*TO DO*.
Please copy out the lines in the entries that contain "court".

(INFORMATION GIVEN Opens)

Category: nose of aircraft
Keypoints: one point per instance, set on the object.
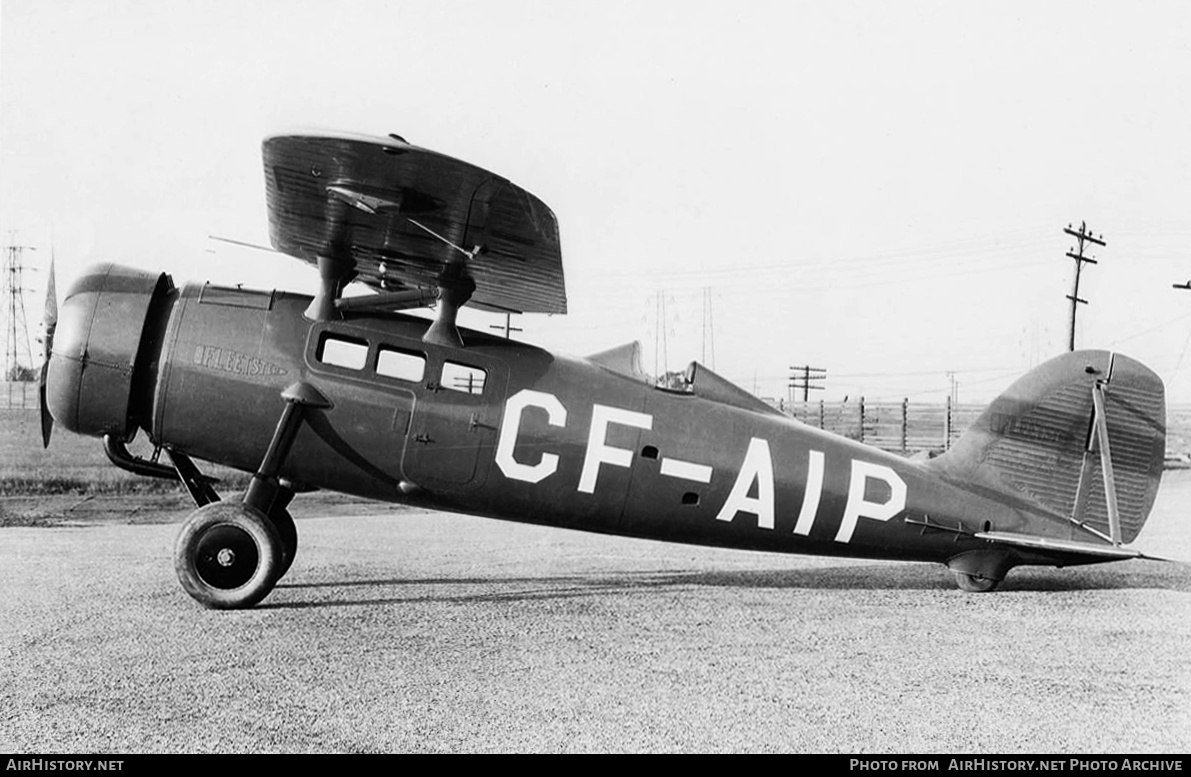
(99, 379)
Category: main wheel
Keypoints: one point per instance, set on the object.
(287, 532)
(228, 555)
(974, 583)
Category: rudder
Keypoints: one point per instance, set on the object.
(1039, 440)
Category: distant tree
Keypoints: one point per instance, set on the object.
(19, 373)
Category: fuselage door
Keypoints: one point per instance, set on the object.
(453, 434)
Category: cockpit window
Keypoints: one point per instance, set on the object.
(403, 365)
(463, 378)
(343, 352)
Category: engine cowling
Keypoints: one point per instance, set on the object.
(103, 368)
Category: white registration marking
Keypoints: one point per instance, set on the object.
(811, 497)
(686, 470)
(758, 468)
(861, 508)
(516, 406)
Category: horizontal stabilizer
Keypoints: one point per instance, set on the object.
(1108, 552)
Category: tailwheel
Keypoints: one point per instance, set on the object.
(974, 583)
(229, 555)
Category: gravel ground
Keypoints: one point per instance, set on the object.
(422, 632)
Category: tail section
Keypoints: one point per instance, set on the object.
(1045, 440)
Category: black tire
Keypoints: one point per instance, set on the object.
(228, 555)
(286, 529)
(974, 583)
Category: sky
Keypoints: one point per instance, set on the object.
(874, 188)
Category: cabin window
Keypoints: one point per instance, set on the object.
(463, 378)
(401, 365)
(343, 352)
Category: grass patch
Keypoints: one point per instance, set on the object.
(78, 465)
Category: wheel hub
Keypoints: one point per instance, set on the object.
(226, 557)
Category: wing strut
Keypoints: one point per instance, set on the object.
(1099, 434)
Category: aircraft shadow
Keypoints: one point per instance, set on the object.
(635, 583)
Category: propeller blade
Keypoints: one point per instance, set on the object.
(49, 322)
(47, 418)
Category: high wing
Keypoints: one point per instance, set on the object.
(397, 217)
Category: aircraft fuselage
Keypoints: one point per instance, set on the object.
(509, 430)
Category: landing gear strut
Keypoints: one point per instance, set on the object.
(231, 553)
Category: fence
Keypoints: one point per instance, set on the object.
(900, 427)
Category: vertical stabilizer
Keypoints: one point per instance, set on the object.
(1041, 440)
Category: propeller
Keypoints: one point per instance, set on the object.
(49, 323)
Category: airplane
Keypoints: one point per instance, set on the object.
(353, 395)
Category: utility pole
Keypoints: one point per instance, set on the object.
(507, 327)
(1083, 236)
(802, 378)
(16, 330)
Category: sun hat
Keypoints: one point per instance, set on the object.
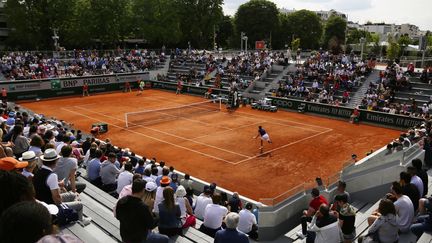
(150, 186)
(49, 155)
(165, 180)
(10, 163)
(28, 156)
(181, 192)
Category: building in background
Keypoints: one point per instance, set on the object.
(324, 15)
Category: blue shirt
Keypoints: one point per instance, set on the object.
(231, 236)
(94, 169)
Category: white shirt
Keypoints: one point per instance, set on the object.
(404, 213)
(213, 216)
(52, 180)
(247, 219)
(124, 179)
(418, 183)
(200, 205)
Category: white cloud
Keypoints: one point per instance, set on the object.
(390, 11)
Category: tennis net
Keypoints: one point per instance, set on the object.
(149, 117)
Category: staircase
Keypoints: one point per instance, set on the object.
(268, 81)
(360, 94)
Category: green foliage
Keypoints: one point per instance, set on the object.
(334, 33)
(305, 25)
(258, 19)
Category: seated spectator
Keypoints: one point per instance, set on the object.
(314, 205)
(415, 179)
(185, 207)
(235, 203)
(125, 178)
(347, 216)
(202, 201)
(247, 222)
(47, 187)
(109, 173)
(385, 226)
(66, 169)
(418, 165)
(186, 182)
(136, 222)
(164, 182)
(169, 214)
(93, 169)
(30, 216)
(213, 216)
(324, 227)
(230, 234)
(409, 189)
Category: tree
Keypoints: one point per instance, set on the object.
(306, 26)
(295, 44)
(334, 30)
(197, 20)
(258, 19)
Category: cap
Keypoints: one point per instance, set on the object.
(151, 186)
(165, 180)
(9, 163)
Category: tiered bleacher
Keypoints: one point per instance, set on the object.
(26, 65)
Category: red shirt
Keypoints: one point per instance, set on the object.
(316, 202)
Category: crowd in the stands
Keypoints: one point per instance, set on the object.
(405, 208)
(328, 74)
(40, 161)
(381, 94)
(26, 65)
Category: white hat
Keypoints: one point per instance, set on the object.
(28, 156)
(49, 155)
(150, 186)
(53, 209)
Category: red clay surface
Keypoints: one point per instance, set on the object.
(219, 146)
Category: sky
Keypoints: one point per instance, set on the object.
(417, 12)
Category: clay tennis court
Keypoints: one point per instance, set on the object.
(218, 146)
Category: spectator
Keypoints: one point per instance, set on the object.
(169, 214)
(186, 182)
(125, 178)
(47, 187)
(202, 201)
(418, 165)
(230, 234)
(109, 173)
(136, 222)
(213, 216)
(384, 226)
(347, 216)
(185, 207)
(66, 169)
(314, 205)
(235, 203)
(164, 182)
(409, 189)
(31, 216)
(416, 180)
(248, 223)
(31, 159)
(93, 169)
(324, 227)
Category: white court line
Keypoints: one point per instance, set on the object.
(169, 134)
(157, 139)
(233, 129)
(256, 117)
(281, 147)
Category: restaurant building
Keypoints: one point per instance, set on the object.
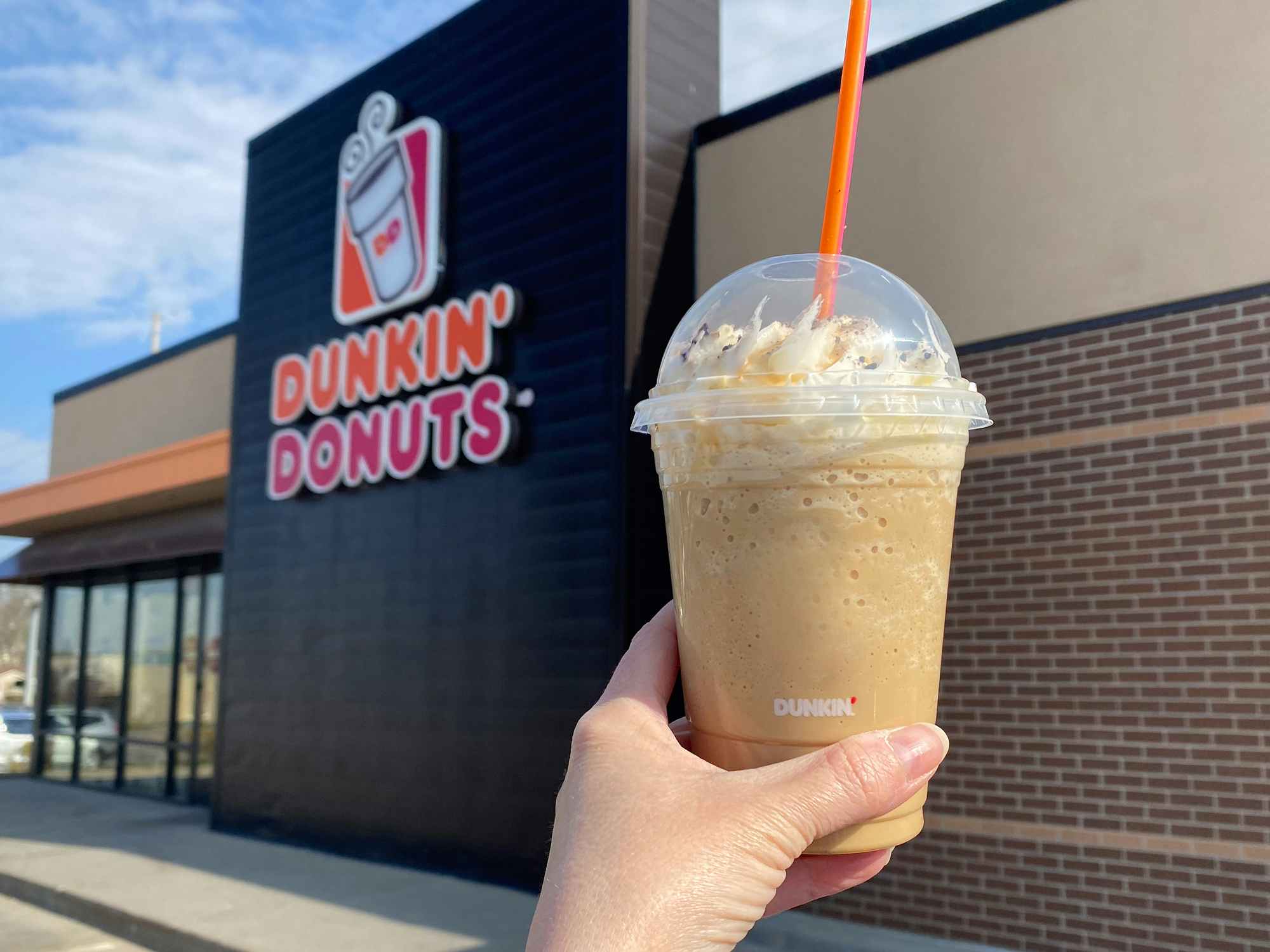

(INFORMATION GIVEN Closes)
(INFORMATION GIVEN Opens)

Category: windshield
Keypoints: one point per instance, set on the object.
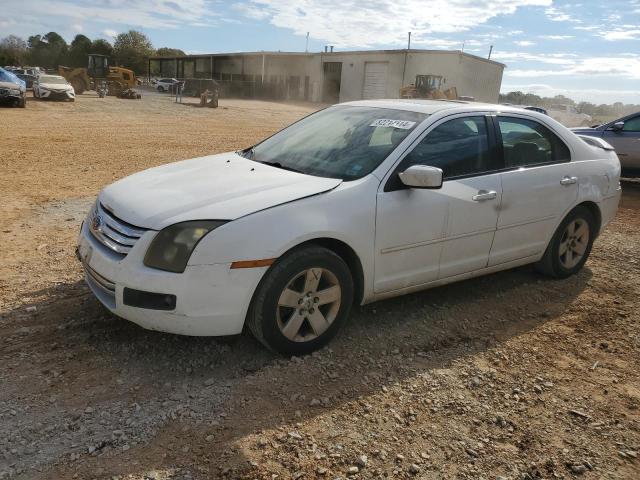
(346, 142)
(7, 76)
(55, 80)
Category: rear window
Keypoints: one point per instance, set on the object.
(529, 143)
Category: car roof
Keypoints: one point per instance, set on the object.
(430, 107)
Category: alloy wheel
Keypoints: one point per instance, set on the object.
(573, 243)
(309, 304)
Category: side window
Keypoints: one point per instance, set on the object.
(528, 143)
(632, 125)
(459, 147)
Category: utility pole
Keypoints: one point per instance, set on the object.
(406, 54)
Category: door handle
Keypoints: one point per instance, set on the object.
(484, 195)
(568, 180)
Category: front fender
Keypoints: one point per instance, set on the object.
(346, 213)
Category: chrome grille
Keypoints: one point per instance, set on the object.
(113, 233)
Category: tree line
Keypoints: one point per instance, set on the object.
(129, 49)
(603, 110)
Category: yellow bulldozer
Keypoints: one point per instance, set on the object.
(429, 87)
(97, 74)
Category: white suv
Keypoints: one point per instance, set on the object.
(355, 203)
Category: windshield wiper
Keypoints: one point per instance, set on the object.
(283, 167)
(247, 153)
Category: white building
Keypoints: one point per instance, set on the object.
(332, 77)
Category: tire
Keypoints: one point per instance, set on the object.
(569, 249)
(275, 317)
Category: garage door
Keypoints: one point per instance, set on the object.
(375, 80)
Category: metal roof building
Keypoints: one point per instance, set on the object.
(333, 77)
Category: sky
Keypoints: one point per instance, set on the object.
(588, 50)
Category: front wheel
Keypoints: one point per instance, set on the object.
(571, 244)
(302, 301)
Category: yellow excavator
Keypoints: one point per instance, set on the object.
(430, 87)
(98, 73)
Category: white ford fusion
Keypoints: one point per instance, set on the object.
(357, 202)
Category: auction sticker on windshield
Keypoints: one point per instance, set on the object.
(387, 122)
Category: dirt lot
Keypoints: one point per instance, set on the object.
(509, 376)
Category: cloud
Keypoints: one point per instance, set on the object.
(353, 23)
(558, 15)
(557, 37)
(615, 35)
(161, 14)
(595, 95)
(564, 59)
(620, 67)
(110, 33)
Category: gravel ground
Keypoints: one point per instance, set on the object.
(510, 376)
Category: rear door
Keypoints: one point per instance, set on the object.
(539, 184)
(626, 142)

(INFORMATION GIVEN Closes)
(INFORMATION GIVEN Opens)

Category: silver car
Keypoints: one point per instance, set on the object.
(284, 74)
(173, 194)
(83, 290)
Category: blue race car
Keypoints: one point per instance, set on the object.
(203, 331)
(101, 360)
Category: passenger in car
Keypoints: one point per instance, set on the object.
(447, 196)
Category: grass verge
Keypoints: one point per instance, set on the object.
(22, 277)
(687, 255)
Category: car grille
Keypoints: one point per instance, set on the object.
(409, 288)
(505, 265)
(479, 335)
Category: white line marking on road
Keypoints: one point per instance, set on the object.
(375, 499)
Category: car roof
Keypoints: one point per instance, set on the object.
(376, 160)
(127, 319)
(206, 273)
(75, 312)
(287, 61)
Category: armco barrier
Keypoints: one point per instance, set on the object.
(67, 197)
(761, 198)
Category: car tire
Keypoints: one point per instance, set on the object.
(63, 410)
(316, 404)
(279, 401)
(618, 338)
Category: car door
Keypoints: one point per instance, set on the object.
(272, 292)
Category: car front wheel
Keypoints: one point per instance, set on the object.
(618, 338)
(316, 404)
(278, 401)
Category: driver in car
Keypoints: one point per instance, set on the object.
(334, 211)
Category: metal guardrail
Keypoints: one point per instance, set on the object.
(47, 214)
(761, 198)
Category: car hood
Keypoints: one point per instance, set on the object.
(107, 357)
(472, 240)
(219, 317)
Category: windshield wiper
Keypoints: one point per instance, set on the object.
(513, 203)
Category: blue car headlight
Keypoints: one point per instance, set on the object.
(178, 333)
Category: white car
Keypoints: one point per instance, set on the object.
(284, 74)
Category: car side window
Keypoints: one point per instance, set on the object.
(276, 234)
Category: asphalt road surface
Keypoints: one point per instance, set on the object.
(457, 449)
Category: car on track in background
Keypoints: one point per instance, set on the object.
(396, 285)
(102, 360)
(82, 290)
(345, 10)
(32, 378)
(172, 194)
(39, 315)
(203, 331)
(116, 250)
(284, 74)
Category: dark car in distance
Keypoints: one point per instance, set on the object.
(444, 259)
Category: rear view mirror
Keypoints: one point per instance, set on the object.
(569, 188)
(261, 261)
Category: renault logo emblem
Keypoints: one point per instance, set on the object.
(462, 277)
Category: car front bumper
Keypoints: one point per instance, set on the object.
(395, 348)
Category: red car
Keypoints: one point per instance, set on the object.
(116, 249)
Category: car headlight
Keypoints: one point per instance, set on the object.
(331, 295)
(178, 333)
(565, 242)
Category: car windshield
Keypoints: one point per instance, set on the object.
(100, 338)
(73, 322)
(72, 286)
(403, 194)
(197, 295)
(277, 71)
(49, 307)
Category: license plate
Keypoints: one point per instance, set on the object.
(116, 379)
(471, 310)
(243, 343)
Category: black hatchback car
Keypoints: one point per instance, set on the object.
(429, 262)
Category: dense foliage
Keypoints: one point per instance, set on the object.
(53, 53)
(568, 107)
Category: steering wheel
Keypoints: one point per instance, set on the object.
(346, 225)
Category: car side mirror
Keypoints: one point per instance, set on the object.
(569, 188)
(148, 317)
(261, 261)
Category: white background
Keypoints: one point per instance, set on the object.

(INFORMATION GIVEN Closes)

*ANSWER*.
Category: clay tennis court
Category: white court line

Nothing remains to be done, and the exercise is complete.